# [GOAL]
Turn these lines into a numbered list, leaving out blank lines. Omit the pictures from your answer.
>> Begin DATA TO USE
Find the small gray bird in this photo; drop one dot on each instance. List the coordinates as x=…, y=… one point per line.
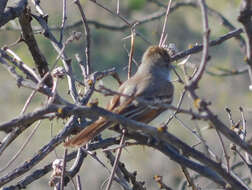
x=151, y=82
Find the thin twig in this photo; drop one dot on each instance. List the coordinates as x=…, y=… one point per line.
x=204, y=59
x=227, y=157
x=87, y=33
x=78, y=182
x=64, y=18
x=116, y=160
x=132, y=47
x=63, y=170
x=161, y=41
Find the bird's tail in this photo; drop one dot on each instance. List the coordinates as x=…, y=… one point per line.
x=87, y=134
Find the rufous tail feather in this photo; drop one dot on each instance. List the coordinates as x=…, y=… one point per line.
x=86, y=134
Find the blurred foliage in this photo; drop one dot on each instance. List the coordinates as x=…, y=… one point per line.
x=107, y=50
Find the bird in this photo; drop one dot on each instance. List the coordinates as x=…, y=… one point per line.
x=151, y=82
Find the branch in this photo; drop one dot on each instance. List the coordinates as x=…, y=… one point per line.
x=12, y=12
>> End DATA TO USE
# [WRITTEN SOLUTION]
1. Find the small gray bird in this photo; drop one dot on each instance. List the coordinates as x=…, y=… one point per line.
2. x=151, y=82
3. Find the thin twig in this photo; drop one dot on each instance. List the coordinates as x=…, y=… one point per line.
4. x=204, y=59
5. x=227, y=157
6. x=87, y=33
7. x=78, y=182
8. x=64, y=18
9. x=116, y=160
10. x=132, y=47
11. x=63, y=170
12. x=161, y=41
13. Find the bird's tail in this photo; drop one dot on each instance. List the coordinates as x=…, y=… one point per line.
14. x=87, y=134
15. Find the rufous tail feather in this photo; drop one dot on each instance. List the coordinates as x=…, y=… one point per line.
16. x=86, y=134
17. Find the blurred foliage in this photo; drop one dot on each instance. List the coordinates as x=…, y=… one point per line.
18. x=107, y=50
19. Find the bird in this photo; drop one dot on each instance. List the coordinates as x=…, y=… one point per line.
20. x=151, y=82
21. Find the branch in this photo; drop one dot on each instance. List the coordinates as x=…, y=… one point per line.
22. x=12, y=12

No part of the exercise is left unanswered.